## Task to carry out:
No record may be left out; print them all verbatim.

[Records drawn from a dataset]

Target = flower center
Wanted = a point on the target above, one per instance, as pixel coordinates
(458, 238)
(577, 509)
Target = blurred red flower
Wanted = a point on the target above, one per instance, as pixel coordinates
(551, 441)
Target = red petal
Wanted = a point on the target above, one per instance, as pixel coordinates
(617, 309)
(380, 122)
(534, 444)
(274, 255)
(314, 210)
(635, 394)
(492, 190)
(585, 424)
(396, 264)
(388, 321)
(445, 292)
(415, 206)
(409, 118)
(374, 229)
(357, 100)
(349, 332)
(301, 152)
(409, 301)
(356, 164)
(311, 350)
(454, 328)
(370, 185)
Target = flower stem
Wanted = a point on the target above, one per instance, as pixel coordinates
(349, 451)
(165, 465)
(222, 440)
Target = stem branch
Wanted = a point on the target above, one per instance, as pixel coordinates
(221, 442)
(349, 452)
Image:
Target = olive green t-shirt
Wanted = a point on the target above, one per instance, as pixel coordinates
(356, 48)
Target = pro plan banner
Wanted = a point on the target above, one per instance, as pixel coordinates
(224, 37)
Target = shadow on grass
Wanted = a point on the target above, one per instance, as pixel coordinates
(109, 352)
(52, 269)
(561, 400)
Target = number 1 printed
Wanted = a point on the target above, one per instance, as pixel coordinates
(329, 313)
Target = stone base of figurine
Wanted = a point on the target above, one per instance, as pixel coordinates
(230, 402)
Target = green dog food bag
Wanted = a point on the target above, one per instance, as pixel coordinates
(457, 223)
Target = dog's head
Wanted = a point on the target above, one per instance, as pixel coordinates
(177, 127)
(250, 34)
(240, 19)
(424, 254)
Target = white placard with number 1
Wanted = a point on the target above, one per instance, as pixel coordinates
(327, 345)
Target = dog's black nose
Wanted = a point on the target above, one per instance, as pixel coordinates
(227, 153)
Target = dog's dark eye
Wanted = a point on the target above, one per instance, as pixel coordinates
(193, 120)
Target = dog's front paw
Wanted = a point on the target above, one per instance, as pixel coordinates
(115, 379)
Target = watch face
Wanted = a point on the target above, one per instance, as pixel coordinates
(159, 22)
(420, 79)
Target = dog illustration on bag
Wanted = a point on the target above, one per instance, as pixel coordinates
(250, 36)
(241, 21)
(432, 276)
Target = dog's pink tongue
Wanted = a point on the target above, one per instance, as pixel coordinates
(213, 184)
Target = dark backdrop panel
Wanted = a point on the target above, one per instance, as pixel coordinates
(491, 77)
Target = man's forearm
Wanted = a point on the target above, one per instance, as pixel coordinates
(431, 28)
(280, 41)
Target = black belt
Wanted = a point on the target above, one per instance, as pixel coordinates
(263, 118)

## Answer to this task:
Target = flower center
Wanted = a point on the target above, one per instance, as pixel coordinates
(458, 238)
(577, 509)
Target = blurred red flower
Wanted = a point on the target above, one per instance, as pixel coordinates
(551, 441)
Target = red petal
Wanted = a point on the target above, one per instance, as pixel coordinates
(617, 309)
(380, 122)
(534, 444)
(274, 255)
(314, 210)
(635, 394)
(492, 190)
(585, 424)
(396, 264)
(388, 321)
(445, 292)
(415, 206)
(409, 118)
(374, 229)
(357, 100)
(349, 332)
(301, 152)
(409, 301)
(356, 164)
(311, 350)
(454, 328)
(370, 185)
Target = flower stem
Wanted = a point on the target above, one per instance, as pixel coordinates
(349, 451)
(165, 465)
(222, 440)
Target = stem branch
Wanted = a point on the target above, one per instance, as pixel coordinates
(221, 442)
(349, 452)
Image:
Target = olive green t-shirt
Wanted = a point on the target above, one per instance, as pixel coordinates
(356, 48)
Target = pro plan banner
Wanted = a point on the target above, one per instance, as pixel coordinates
(224, 37)
Target = shadow on grass
Wanted = a point on the target above, one per instance, as pixel coordinates
(109, 352)
(52, 269)
(561, 400)
Target = number 1 printed
Wanted = a point on the target above, one per instance, as pixel coordinates
(329, 313)
Target = stone base of figurine
Wanted = a point on the target above, one per instance, as pixel coordinates
(230, 402)
Target = green dog food bag
Wanted = a point on the target above, one per instance, as pixel coordinates
(457, 223)
Target = dog's head
Wanted = a point on the target above, one per instance, as pixel coordinates
(177, 127)
(250, 34)
(240, 19)
(424, 254)
Target = white placard with number 1
Wanted = a point on the target above, one per instance, as pixel coordinates
(327, 345)
Target = dog's black nose
Wanted = a point on the target above, one per instance, as pixel coordinates
(227, 153)
Target = dog's dark eye
Wanted = a point on the target above, one per instance, as pixel coordinates
(193, 120)
Target = dog's front paw
Wanted = a point on the target above, one per instance, as pixel coordinates
(115, 379)
Target = watch face
Wanted = a point on the target above, one per instance, as pixel coordinates
(159, 22)
(420, 79)
Target = dog illustration on bag
Wanted = a point on the target above, one per instance, as pixel coordinates
(250, 36)
(241, 21)
(432, 276)
Target = dog's pink tongue
Wanted = a point on the target above, one per instance, as pixel coordinates
(213, 184)
Target = dark backdrop panel
Wanted = a point on the target above, one per instance, as pixel coordinates
(491, 77)
Target = man's forearm
Wanted = a point on the target above, one per instance, as pixel coordinates
(431, 28)
(280, 41)
Target = black belt
Wanted = a point on the target above, one per instance, as pixel coordinates
(263, 118)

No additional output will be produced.